INFORMATION GIVEN:
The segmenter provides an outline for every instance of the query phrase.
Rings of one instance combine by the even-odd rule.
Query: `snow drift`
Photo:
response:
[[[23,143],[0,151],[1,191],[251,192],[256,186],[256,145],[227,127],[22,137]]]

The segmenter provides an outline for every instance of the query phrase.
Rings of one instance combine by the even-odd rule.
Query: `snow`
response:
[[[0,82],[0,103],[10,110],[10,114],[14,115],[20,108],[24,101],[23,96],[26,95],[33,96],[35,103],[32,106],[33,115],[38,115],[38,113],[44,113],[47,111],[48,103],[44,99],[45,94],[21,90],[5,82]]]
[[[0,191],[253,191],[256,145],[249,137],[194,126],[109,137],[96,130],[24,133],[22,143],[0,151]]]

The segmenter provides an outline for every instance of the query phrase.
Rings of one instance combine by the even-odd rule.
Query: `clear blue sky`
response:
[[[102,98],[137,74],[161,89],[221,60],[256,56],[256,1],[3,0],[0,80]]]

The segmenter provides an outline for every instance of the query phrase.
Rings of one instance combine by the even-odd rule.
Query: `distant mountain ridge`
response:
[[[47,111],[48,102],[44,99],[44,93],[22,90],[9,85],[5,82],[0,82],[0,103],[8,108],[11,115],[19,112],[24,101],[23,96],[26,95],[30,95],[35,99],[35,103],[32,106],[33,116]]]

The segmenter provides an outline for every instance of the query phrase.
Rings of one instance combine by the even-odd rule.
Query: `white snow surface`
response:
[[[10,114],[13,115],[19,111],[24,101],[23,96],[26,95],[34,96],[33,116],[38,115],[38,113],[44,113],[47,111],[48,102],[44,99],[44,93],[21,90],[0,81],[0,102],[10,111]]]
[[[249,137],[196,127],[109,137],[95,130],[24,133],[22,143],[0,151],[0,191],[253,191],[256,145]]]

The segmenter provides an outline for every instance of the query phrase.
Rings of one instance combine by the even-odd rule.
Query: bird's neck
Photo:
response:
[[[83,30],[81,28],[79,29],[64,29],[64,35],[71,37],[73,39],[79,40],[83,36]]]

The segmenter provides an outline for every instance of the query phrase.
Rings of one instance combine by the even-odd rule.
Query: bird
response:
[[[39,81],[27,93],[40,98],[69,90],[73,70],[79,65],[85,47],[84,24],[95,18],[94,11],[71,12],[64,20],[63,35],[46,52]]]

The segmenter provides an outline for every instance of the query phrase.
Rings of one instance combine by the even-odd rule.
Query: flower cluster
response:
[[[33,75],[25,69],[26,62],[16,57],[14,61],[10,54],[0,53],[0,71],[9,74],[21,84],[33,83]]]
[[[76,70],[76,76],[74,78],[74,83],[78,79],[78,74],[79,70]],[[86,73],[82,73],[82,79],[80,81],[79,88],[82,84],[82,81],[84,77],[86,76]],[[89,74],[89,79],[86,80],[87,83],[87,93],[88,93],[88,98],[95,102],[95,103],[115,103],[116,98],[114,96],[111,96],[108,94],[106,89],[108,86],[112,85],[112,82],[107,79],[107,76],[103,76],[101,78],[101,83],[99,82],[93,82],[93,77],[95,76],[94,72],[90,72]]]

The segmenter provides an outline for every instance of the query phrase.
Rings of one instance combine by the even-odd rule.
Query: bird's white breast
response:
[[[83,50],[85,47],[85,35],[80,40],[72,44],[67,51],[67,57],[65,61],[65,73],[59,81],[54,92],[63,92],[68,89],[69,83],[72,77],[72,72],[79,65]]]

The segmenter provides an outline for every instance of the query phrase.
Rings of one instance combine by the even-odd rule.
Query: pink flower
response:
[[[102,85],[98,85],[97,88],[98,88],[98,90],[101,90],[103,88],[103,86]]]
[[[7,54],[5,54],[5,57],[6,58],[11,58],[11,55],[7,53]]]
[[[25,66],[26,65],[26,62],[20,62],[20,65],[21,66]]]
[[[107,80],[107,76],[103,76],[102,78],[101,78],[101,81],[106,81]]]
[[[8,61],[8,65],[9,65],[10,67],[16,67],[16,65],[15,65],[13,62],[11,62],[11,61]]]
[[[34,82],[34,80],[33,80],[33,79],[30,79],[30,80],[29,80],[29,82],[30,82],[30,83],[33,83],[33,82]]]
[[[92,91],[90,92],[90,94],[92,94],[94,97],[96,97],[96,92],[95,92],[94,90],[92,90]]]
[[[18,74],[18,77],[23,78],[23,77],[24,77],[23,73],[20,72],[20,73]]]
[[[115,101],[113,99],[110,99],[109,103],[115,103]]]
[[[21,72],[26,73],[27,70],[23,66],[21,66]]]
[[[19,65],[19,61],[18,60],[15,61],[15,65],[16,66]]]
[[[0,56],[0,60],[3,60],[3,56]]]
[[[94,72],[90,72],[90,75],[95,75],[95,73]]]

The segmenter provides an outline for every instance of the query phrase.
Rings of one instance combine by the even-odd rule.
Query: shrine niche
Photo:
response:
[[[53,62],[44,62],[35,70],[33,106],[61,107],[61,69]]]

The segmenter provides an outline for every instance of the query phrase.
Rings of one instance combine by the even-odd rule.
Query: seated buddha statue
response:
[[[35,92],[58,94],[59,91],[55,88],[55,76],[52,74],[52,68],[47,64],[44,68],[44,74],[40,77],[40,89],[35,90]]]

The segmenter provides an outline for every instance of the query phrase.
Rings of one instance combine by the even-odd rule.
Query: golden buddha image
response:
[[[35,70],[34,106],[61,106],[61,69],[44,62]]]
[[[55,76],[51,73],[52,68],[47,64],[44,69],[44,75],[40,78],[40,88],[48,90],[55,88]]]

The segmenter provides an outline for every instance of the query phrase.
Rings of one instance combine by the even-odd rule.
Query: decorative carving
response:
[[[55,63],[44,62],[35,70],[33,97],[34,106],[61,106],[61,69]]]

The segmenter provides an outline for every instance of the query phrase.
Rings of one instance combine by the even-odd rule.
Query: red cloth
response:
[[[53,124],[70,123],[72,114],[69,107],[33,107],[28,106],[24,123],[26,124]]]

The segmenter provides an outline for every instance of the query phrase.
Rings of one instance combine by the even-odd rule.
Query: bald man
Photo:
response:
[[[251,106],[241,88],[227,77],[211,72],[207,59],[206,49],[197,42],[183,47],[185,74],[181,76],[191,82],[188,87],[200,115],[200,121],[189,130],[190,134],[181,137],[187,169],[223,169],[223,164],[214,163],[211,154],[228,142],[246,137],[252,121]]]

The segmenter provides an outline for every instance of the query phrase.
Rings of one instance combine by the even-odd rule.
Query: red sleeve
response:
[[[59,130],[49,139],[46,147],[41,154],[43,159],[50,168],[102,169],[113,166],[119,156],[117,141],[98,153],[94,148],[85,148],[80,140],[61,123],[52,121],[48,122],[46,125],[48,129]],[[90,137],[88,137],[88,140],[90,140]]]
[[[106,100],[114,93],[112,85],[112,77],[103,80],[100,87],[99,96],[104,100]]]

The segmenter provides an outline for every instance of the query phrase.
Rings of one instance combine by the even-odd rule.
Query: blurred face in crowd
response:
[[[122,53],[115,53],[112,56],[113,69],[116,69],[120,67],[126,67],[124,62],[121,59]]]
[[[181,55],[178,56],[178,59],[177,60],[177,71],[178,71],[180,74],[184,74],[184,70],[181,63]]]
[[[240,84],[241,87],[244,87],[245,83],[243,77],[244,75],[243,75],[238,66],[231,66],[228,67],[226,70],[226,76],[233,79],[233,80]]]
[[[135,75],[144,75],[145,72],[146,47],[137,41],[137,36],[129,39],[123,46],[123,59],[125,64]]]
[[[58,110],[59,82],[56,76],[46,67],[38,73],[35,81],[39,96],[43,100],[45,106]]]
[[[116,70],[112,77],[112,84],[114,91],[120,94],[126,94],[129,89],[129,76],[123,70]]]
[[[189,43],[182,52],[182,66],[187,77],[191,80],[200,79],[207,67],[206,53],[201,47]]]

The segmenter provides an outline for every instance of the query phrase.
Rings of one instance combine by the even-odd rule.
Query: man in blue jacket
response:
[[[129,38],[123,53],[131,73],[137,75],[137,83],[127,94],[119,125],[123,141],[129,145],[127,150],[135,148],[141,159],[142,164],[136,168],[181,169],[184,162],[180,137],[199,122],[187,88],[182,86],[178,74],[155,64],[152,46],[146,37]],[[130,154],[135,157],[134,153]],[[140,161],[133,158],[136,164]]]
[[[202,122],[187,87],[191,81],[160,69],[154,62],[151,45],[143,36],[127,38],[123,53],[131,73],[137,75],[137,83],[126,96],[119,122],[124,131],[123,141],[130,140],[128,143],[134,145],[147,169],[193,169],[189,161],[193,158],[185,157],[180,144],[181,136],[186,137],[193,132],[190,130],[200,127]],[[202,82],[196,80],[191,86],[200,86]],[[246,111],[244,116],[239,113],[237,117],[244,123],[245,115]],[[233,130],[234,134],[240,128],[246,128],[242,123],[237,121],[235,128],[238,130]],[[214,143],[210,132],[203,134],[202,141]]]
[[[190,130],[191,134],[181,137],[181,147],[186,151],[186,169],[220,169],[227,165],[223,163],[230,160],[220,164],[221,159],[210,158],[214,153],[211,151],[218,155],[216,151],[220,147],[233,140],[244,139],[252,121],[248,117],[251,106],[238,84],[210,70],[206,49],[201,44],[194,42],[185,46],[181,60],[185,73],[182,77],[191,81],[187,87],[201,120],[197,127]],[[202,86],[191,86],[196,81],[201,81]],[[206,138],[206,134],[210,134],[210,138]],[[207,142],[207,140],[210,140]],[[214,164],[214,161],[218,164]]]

REQUEST: Extract every line of the items that contains the word "blue".

RESULT OF THE EXERCISE:
Query: `clear blue sky`
Query: man in blue jacket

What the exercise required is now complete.